Region pointing data

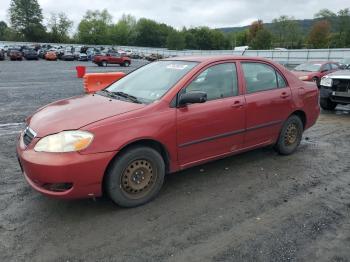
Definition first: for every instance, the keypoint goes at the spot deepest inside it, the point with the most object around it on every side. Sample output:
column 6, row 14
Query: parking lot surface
column 257, row 206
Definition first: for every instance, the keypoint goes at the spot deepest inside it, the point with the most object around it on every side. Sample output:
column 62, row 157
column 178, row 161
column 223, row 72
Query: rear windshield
column 308, row 67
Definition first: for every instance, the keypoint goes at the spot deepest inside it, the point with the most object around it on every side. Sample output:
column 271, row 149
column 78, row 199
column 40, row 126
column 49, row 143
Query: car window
column 280, row 80
column 218, row 81
column 334, row 66
column 260, row 77
column 326, row 67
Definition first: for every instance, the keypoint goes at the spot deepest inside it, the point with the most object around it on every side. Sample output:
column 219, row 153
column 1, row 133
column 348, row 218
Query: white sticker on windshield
column 177, row 66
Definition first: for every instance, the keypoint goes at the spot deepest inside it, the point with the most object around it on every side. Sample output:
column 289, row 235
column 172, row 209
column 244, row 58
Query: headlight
column 66, row 141
column 326, row 81
column 303, row 78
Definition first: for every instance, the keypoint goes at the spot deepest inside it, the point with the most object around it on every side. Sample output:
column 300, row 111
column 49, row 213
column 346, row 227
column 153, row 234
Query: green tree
column 262, row 40
column 150, row 33
column 260, row 37
column 26, row 18
column 3, row 30
column 123, row 33
column 95, row 28
column 319, row 35
column 59, row 26
column 242, row 38
column 287, row 32
column 176, row 40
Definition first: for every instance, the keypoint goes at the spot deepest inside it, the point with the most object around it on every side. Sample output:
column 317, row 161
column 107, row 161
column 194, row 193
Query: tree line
column 329, row 30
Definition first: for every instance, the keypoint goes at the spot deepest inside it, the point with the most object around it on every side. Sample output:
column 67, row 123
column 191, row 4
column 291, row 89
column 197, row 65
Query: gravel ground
column 257, row 206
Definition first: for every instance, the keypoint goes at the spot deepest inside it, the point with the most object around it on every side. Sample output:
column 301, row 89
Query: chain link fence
column 293, row 57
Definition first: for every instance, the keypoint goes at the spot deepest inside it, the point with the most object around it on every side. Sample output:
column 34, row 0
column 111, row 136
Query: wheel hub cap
column 291, row 134
column 137, row 178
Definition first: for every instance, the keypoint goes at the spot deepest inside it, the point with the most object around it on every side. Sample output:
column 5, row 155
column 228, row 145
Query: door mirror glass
column 192, row 98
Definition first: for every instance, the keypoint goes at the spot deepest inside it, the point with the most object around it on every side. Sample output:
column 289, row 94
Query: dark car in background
column 335, row 89
column 314, row 71
column 2, row 55
column 67, row 56
column 15, row 55
column 111, row 58
column 30, row 54
column 345, row 63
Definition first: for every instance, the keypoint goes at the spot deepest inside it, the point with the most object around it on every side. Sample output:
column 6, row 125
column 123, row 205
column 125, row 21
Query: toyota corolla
column 164, row 117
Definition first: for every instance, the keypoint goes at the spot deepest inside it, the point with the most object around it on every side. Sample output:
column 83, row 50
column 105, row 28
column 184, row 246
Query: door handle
column 284, row 95
column 237, row 104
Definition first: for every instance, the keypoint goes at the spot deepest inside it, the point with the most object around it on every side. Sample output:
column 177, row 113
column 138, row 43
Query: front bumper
column 84, row 173
column 334, row 96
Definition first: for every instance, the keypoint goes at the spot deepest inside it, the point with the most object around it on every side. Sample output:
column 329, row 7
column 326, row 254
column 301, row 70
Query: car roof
column 215, row 58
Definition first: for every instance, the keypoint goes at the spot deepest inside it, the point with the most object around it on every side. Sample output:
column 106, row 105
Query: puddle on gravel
column 11, row 128
column 315, row 144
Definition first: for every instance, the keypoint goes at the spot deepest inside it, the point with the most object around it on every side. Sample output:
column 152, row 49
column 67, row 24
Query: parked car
column 51, row 56
column 42, row 53
column 31, row 54
column 15, row 55
column 345, row 63
column 314, row 71
column 83, row 57
column 167, row 116
column 153, row 57
column 68, row 56
column 12, row 48
column 111, row 58
column 335, row 89
column 2, row 55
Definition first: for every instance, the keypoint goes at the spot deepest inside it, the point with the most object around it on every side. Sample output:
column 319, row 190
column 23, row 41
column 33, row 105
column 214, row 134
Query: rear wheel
column 290, row 136
column 135, row 177
column 327, row 104
column 316, row 80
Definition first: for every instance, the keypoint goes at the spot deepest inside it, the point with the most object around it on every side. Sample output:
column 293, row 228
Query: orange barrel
column 80, row 71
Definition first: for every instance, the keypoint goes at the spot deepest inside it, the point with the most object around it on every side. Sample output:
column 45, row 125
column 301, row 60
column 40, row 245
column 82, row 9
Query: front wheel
column 135, row 177
column 316, row 80
column 290, row 136
column 327, row 104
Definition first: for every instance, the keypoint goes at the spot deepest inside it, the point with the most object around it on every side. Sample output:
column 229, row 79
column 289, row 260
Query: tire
column 327, row 104
column 290, row 136
column 317, row 81
column 135, row 177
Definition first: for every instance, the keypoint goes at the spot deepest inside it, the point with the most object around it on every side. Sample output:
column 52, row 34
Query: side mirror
column 192, row 98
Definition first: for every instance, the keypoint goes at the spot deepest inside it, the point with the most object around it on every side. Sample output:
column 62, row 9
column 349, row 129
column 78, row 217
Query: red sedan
column 164, row 117
column 314, row 71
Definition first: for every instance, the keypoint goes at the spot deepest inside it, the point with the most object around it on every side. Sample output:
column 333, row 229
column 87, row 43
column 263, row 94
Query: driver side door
column 214, row 128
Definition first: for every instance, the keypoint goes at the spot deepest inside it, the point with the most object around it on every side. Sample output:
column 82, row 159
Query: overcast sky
column 178, row 13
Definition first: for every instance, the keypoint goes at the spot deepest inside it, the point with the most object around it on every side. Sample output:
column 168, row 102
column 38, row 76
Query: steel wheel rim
column 138, row 179
column 291, row 134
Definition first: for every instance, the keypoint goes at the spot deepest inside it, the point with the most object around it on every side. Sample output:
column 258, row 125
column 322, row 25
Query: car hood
column 76, row 112
column 341, row 74
column 301, row 73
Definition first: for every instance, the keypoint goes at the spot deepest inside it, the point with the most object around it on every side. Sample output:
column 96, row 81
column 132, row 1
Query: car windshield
column 346, row 61
column 308, row 67
column 151, row 82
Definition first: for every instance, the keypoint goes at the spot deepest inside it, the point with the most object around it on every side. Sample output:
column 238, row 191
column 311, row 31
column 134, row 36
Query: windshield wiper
column 127, row 96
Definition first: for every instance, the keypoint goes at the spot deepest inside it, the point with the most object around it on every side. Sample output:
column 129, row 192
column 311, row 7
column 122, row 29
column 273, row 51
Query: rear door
column 268, row 99
column 215, row 127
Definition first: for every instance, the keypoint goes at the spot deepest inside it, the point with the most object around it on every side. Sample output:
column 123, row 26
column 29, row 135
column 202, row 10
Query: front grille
column 341, row 85
column 28, row 136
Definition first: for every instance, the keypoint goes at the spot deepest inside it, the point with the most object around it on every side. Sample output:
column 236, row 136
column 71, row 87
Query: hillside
column 305, row 24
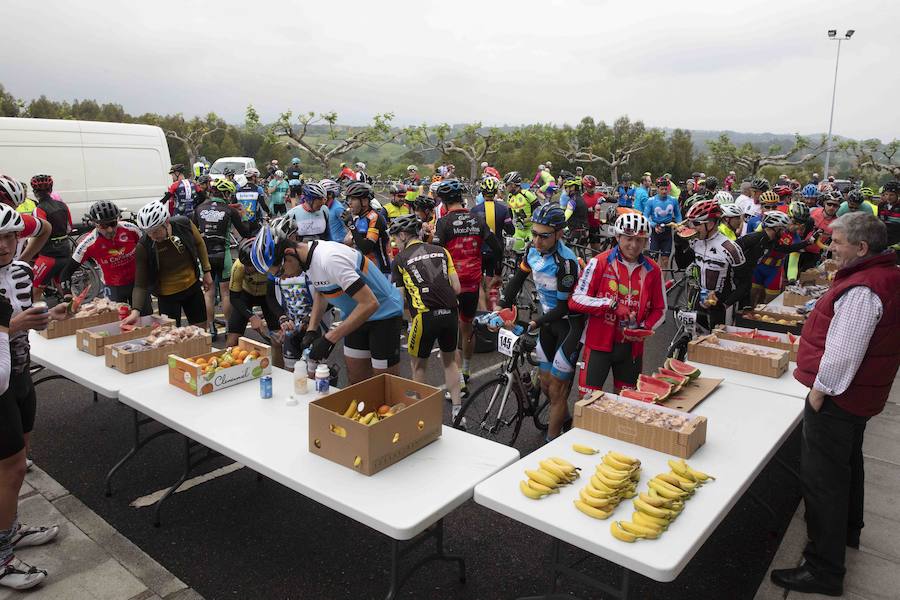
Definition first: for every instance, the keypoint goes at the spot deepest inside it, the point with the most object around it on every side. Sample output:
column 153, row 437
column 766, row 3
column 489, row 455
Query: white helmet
column 632, row 224
column 723, row 197
column 152, row 215
column 10, row 220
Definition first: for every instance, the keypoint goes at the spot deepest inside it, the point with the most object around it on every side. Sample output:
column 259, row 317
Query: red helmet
column 704, row 211
column 42, row 183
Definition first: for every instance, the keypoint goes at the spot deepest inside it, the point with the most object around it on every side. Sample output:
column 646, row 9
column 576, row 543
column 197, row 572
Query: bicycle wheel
column 483, row 414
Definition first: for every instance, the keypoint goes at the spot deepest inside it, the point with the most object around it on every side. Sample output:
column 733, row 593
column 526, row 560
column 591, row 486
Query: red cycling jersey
column 115, row 257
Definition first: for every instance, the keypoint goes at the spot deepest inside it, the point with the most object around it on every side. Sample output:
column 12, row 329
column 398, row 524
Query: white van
column 89, row 160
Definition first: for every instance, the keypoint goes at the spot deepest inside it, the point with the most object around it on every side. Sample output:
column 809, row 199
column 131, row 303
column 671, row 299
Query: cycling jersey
column 115, row 257
column 424, row 270
column 463, row 234
column 337, row 272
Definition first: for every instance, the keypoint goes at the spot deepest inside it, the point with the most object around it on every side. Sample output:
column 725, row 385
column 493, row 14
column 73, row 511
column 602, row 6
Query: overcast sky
column 754, row 66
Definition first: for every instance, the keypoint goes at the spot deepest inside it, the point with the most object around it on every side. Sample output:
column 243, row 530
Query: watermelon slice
column 683, row 368
column 639, row 395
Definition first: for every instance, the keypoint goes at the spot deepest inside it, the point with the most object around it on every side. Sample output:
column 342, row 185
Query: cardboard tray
column 92, row 339
column 727, row 332
column 726, row 357
column 371, row 448
column 57, row 329
column 677, row 443
column 131, row 362
column 184, row 373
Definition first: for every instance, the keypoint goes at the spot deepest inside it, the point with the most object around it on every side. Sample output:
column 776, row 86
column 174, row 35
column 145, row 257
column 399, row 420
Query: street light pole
column 832, row 34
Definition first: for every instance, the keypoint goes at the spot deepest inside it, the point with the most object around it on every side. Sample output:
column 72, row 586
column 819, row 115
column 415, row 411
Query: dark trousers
column 831, row 467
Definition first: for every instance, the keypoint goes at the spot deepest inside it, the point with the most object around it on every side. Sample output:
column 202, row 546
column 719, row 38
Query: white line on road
column 151, row 499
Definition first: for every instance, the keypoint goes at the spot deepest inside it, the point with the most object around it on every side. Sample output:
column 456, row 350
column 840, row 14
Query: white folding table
column 745, row 429
column 406, row 500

◆ **TASK PROMPT**
Only an exact copy of the lines from the top of the entries through the line with "column 300, row 111", both included, should be given, with all pictures omitted.

◆ **EXERCISE OUTPUT**
Definition first: for every instance, the keypoint goes at the spot deepest inside it, the point with the most object around it on every side. Sample output:
column 6, row 14
Query: parking lot surface
column 257, row 206
Definition first: for every instance, the keypoint goes at the spot deepest inside it, the point with the most object around it on every side. Sample output:
column 62, row 157
column 178, row 161
column 223, row 72
Query: rear windshield
column 308, row 67
Definition first: for every instance, the keypoint goes at the spot deepest inside it, the point with the most object around it on every side. Sample output:
column 271, row 149
column 78, row 199
column 40, row 126
column 49, row 143
Query: car window
column 280, row 80
column 218, row 81
column 334, row 66
column 260, row 77
column 326, row 67
Definition first: for every instance, the keypoint goes at the spot deepest inside it, the point with the most object around it on every side. Sample output:
column 219, row 153
column 1, row 133
column 348, row 218
Query: white sticker on windshield
column 177, row 66
Definition first: for every instance, the keypoint goes at the spot deepest inside it, the point with the most object around it on every side. Sample output:
column 289, row 235
column 172, row 209
column 244, row 58
Query: headlight
column 66, row 141
column 326, row 81
column 303, row 78
Definition first: for every instance, the keypoint goes at the spot deepest inside it, the point with the most object around it on every side. Sample output:
column 300, row 111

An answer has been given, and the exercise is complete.